### What needs to be done
Write the records out again, precisely as they stand.

### Entries
▶

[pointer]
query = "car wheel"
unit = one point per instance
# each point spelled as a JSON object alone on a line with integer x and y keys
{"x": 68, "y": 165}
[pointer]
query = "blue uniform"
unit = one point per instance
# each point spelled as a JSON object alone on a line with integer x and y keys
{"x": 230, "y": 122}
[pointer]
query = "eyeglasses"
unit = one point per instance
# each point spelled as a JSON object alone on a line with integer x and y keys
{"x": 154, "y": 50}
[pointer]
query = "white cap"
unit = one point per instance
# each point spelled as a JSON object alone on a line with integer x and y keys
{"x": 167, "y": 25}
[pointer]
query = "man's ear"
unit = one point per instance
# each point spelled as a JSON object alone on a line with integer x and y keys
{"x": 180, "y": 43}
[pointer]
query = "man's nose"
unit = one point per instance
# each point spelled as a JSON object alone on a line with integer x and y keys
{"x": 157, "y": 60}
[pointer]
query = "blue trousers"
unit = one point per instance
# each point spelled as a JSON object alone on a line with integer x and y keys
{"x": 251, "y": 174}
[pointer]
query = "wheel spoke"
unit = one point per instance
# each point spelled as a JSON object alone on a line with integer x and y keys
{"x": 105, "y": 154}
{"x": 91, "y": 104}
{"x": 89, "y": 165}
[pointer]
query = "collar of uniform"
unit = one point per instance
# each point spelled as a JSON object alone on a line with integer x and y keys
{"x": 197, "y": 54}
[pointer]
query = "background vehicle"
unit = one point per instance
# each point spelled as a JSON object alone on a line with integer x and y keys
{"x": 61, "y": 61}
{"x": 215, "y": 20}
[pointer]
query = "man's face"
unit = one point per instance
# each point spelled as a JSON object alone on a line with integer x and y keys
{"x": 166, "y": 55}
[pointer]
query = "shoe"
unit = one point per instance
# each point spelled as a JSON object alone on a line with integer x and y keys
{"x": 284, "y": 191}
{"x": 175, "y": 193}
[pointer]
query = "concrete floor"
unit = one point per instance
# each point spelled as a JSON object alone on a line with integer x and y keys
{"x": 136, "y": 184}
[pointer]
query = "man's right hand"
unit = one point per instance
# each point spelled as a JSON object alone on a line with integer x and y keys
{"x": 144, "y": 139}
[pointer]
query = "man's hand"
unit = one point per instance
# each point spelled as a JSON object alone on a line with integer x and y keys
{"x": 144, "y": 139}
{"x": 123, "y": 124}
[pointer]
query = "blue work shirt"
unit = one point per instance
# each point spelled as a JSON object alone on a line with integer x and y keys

◀

### The reply
[pointer]
query = "car wheel"
unit = one point per instance
# each point spelled as a JSON object alone on a line with integer x and y keys
{"x": 68, "y": 165}
[pointer]
query = "blue uniform"
unit = one point per instance
# each point spelled as a JSON object alone on a line with integer x and y keys
{"x": 230, "y": 122}
[pointer]
query = "eyeglasses"
unit = one point per instance
# each point spelled as a JSON object alone on a line with integer x and y keys
{"x": 154, "y": 50}
[pointer]
query = "white cap"
unit = one point per instance
# each point spelled as a JSON object alone on a line with integer x and y keys
{"x": 167, "y": 25}
[pointer]
query = "man's ear"
unit = one point per instance
# each point spelled as a JSON object alone on a line with integer x and y keys
{"x": 180, "y": 43}
[pointer]
query = "man's nose"
unit = one point per instance
# each point spelled as a JSON object alone on a line with integer x and y keys
{"x": 157, "y": 60}
[pointer]
query = "blue trousers"
unit = one point per instance
# each point spelled as a JSON object alone on a line with integer x and y keys
{"x": 251, "y": 174}
[pointer]
query = "wheel spoke"
unit = one point per instance
# each point spelled as a JSON object alone on a line with integer x and y keys
{"x": 105, "y": 154}
{"x": 91, "y": 104}
{"x": 89, "y": 165}
[pointer]
query = "collar of uniform"
unit = one point per instance
# each point spelled as a JSON object alone on a line with integer x and y keys
{"x": 197, "y": 54}
[pointer]
query = "background vehicle"
unit = one point per instance
# each point spelled as a JSON object alone on a line with integer x and y keys
{"x": 61, "y": 61}
{"x": 215, "y": 20}
[pointer]
query = "man's face"
unit = one point per instance
# each point spelled as a JSON object alone on a line with integer x and y keys
{"x": 166, "y": 55}
[pointer]
query = "shoe"
unit = one point per instance
# each point spelled as a JSON object alone on a line with integer x and y keys
{"x": 284, "y": 191}
{"x": 175, "y": 193}
[pointer]
query = "concrete floor"
unit = one point per instance
# each point spelled as a JSON object alone on a line with integer x and y keys
{"x": 136, "y": 184}
[pointer]
query = "man's right hand"
unit = one point per instance
# each point spelled as a JSON object alone on a line with integer x and y keys
{"x": 144, "y": 139}
[pointer]
query = "man's hand"
unit = one point per instance
# each point spelled as a JSON object alone on a line with integer x and y keys
{"x": 144, "y": 139}
{"x": 123, "y": 124}
[pointer]
query = "blue work shirt"
unit = one point per instance
# each point spelled as a JSON object alone on a line with integer x and y keys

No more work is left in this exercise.